▶ Point placement records:
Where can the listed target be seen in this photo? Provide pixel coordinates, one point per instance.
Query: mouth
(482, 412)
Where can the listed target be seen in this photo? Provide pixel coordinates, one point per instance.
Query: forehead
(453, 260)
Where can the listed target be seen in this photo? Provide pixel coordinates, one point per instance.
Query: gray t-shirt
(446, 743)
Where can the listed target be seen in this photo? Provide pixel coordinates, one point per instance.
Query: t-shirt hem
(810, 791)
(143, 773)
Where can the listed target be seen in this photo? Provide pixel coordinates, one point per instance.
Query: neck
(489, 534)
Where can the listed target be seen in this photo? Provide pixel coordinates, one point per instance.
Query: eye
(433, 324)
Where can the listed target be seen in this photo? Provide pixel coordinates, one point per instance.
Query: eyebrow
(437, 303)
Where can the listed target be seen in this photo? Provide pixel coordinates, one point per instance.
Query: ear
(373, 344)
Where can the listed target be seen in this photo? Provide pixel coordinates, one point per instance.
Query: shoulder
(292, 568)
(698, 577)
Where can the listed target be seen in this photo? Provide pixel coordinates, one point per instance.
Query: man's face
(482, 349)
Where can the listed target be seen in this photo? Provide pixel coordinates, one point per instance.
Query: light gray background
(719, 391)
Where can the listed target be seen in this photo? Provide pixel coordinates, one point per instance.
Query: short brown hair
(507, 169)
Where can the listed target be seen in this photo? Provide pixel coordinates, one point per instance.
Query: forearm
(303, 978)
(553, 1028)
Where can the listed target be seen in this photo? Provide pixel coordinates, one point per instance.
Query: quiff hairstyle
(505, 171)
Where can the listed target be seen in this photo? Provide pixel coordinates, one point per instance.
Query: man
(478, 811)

▶ EXERCISE OBJECTIVE: Recast every line of the material above as a numbered list, leaving out any blank lines.

▶ OUTPUT FOR THIS TASK:
1. Where can the listed target be seen in this photo? Provide pixel coordinates, one point per instance.
2. Query: mouth
3. (482, 412)
4. Where can the listed target be seen in this photo? Provide pixel coordinates, one point per instance.
5. Query: forehead
6. (453, 260)
7. Where can the listed target be seen in this photo? Provide pixel coordinates, one point per instance.
8. Query: gray t-shirt
9. (446, 743)
10. Where can the listed target be seen in this photo? Provide pixel coordinates, one point per instance.
11. Query: t-shirt hem
12. (810, 791)
13. (143, 773)
14. Where can the listed target be seen in this photo? Provide pixel coordinates, one point per instance.
15. Query: neck
16. (489, 534)
17. Where can the listed target be seen in this photo? Provide pixel coordinates, one point per instance.
18. Query: eye
19. (433, 324)
20. Where can the listed target be seen in this photo? Provide pixel coordinates, one point per instance.
21. Query: eyebrow
22. (437, 303)
23. Where can the listed target be seen in this photo? Provide pixel coordinates, one point per instance.
24. Query: ear
25. (373, 344)
26. Where can the listed target be seen in this photo? Provide pixel coordinates, one point per instance.
27. Query: shoulder
28. (292, 568)
29. (698, 577)
30. Where can the listed target be seen in this photo? Provide pixel coordinates, one point per instance.
31. Query: man's face
32. (482, 349)
33. Where can the listed target be seen in this photo? Provide pixel coordinates, one point per instance.
34. Query: light gray background
35. (719, 391)
36. Where can the listed target be seen in this photo? Provide pixel coordinates, one point per instance.
37. Query: short brown hair
38. (507, 169)
39. Where can the listed target be seen in this photo? Provide pixel coordinates, one point per instance.
40. Query: forearm
41. (303, 978)
42. (553, 1028)
43. Where can the listed target be seen in this photo? Provide pixel coordinates, one point per instance.
44. Query: quiff hairstyle
45. (505, 171)
46. Where can the listed target be seen in this photo? Provide pixel coordinates, one point per instance.
47. Query: man
48. (478, 811)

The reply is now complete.